- [WHAT NEEDS TO BE DONE] Down to the last character, repeat the data that follows.

- [GIVEN RECORDS]
____
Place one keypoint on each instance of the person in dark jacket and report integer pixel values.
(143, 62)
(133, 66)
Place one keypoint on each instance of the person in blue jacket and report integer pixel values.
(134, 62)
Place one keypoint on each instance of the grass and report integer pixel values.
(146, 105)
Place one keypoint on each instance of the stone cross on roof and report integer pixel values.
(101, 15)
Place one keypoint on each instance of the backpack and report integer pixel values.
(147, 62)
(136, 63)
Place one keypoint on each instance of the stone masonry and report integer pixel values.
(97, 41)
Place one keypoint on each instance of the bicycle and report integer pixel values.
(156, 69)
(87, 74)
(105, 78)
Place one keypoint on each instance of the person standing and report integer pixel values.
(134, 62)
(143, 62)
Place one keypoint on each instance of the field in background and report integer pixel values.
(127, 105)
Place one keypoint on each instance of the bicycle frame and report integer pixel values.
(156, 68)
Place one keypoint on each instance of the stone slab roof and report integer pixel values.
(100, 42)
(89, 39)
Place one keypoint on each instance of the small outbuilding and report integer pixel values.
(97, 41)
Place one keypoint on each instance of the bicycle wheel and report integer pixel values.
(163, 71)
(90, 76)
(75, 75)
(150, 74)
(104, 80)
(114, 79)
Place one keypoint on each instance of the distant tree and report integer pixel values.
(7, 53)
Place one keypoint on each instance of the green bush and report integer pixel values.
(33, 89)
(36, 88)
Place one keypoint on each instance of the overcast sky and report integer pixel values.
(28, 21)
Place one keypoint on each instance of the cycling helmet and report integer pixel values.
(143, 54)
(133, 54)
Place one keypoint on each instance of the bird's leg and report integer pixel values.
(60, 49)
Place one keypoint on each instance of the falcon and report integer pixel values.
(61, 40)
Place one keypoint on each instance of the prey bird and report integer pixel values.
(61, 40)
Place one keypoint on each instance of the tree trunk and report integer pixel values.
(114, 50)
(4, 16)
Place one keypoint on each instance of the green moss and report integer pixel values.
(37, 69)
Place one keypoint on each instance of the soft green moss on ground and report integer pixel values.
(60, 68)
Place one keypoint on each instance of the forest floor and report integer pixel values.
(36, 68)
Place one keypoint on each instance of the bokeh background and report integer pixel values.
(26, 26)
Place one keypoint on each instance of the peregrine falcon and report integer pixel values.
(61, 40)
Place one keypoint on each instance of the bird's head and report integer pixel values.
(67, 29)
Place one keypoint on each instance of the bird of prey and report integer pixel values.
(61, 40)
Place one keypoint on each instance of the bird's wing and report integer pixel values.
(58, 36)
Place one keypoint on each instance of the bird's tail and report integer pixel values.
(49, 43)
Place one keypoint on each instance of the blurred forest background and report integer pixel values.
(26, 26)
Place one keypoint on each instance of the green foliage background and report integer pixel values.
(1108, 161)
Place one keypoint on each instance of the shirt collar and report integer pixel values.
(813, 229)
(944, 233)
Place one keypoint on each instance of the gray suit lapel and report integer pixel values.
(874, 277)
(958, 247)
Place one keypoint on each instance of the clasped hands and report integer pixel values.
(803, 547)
____
- [COMPLETED TASK]
Place one keypoint on each instance of the person in dark jacket and report integer pixel values.
(143, 62)
(133, 66)
Place one keypoint on each instance of the person in blue jacket and report integer pixel values.
(134, 62)
Place one keypoint on each instance of the grass and report integer pixel values.
(146, 105)
Place one keypoint on each instance of the stone cross on roof and report integer pixel values.
(101, 15)
Place one keypoint on each instance of the backpack and report integer pixel values.
(147, 62)
(136, 63)
Place one keypoint on each instance of the stone masonry and report integer pixel values.
(97, 41)
Place one keypoint on each instance of the bicycle and report integer pixel values.
(156, 69)
(87, 74)
(105, 78)
Place one keypoint on each instance of the person standing and report integer pixel values.
(134, 62)
(143, 62)
Place one keypoint on each instance of the field in background and report integer pixel values.
(127, 105)
Place one keypoint on each instance of the bicycle frame and report integer pixel values.
(156, 68)
Place one keypoint on each instance of the stone slab roof and report integer pixel values.
(100, 42)
(89, 39)
Place one keypoint on each instance of the small outbuilding and report integer pixel values.
(97, 41)
Place one keypoint on each instance of the bicycle wheel and report integer pixel values.
(163, 71)
(90, 76)
(75, 75)
(150, 74)
(104, 80)
(114, 79)
Place one keypoint on each instance of the distant tree and report integer pixel values.
(7, 53)
Place one keypoint on each instance of the green bush and report integer pixel values.
(33, 89)
(36, 88)
Place one keypoint on each instance of the overcast sky and report integer pixel values.
(28, 21)
Place one keypoint on each instance of the cycling helmet and report integer pixel values.
(143, 54)
(133, 54)
Place one keypoint on each instance of the bird's leg and report integer pixel values.
(60, 49)
Place one keypoint on each instance of the falcon and report integer pixel values.
(61, 40)
Place one keypoint on each instance of the prey bird and report integer pixel values.
(61, 40)
Place one keypoint on each instance of the tree trunk and report integer pixel values.
(114, 50)
(4, 16)
Place one keypoint on each instance of the green moss and report integer pixel values.
(37, 69)
Place one keypoint on each instance of the soft green moss on ground and report integer pixel values.
(60, 68)
Place one keypoint on each instance of the forest floor and report integer pixel values.
(36, 68)
Place one keypoint on each instance of the bokeh background and report integer pixel values.
(26, 26)
Place one keypoint on each instance of the peregrine falcon and report integer pixel values.
(61, 40)
Place one keypoint on each instance of the bird's head and report integer pixel values.
(67, 29)
Place one keypoint on each instance of the bird of prey and report integer pixel values.
(61, 40)
Place one keypoint on each instance of the bird's wing and report integer pixel values.
(58, 36)
Place one keypoint on each instance of the bird's tail and report integer pixel values.
(49, 43)
Place one keypoint on each instance of the blurred forest background and report integer pixel values.
(26, 26)
Place one keypoint on each instance of the green foliage background and report integer pixel values.
(1108, 161)
Place one keypoint on each instance of the shirt collar and report integer pixel values.
(813, 229)
(944, 233)
Place one keypoint on each instance of the gray suit lapel and report integer pixel values.
(874, 277)
(958, 247)
Place one keypoint on each instance of the clasped hands and report integer pixel values.
(803, 547)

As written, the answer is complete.